## TEXTO DE ORIGEM
+ + +

Finalmente, na terceira etapa histórica do pensamento
científico, o espírito científico passaria necessariamente pelos estados
concreto, em que o espírito se entretém com as primeiras imagens do fenômeno e
se apoia numa literatura filosófica que exalta a natureza; pelo estado concreto-abstrato,
em que o espírito acrescenta à experiência física esquemas geométricos e se
apoia numa filosofia da simplicidade e no estado abstrato, em que o espírito
adota informações voluntariamente subtraídas à intuição no espaço real,
desligadas da experiência imediata.
Bachelard coloca ainda que, o espírito científico proíbe
que se forme opiniões sobre questões que não compreendemos, sobre questões que
não sabemos formular com clareza, evidenciando a necessidade de que é preciso
saber formular com clareza os problemas.
Para o espírito
científico, todo conhecimento é resposta a uma pergunta. Se não há pergunta,
não pode haver conhecimento científico. (Ibidem, p 18)
Neste momento, a noção de obstáculo epistemológico ganha,
para Bachelard, fundamental importância para o desenvolvimento de conhecimento
no âmbito das pesquisas onde, o pesquisador, ao olhar seu objeto de estudo,
pode incorrer no perigo de se deixar levar pelo que lhe é visível, dando-lhe um
status de verdade, que ele pode não ter. Para ele é na superação destes
obstáculos que reside o sucesso de uma pesquisa científica e a primeira
advertência que faz é a necessidade de que os cientistas tenham consciência de
que se eles não forem neutralizados, todo o processo de pesquisa ficará
comprometido. Dos fundamentos ao resultado.
Este primeiro obstáculo, que ele define por realidade,
está intimamente ligado às críticas que ele faz ao empirismo. Bachelard dá
especial importância a este obstáculo porque, para ele, diante do real, é
praticamente impossível anular, de uma só vez, todos os conhecimentos
habituais. Diante do real, aquilo que acreditamos saber ofusca aquilo que
deveríamos saber. Ao designar objetos segundo sua utilidade, deixamos de
conhecê-los; temos somente uma opinião sobre eles e o espírito científico
proíbe que tenhamos uma opinião sobre questões que não compreendemos, uma
constatação à qual o próprio Sócrates já havia chegado.

+ + +

## LINHAS DE DADOS
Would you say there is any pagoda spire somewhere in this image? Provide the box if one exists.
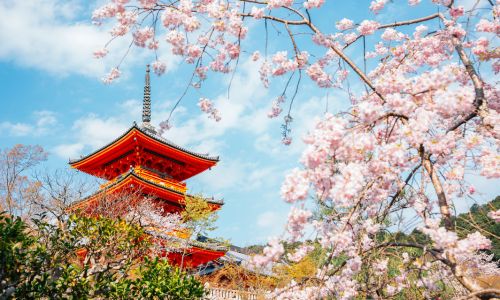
[142,64,156,133]
[142,65,151,123]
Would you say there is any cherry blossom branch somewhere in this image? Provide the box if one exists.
[419,146,453,230]
[342,13,439,50]
[457,289,500,300]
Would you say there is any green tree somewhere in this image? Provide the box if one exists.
[0,214,204,300]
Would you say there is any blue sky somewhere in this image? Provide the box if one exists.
[0,0,498,246]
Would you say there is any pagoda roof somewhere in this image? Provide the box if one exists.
[70,168,224,209]
[146,230,229,252]
[69,122,219,181]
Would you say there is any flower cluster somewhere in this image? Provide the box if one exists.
[198,98,221,122]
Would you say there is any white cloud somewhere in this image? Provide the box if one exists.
[53,143,85,159]
[0,121,33,136]
[33,110,57,127]
[0,0,179,77]
[73,114,131,150]
[257,211,278,228]
[0,110,57,136]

+ + +

## OBJETIVOS
1. Reescreva a parte do texto sobre Bachelard que se abre com as palavras que contêm "Finalmente, na terceira" e se fecha com "da experiência imediata.", substituindo "fenômeno" por "objeto".
2. Responda com base no texto sobre Bachelard:
(a) Por quais estados o espírito científico passaria na terceira etapa histórica do pensamento científico?
(b) Para o espírito científico, todo conhecimento é resposta a quê?
(c) Por qual termo Bachelard define o primeiro obstáculo?

## TAREFAS RESOLVIDAS
1.
Finalmente, na terceira etapa histórica do pensamento
científico, o espírito científico passaria necessariamente pelos estados
concreto, em que o espírito se entretém com as primeiras imagens do objeto e
se apoia numa literatura filosófica que exalta a natureza; pelo estado concreto-abstrato,
em que o espírito acrescenta à experiência física esquemas geométricos e se
apoia numa filosofia da simplicidade e no estado abstrato, em que o espírito
adota informações voluntariamente subtraídas à intuição no espaço real,
desligadas da experiência imediata.

2.
(a) Pelos estados concreto, concreto-abstrato e abstrato.
(b) A uma pergunta.
(c) Por realidade.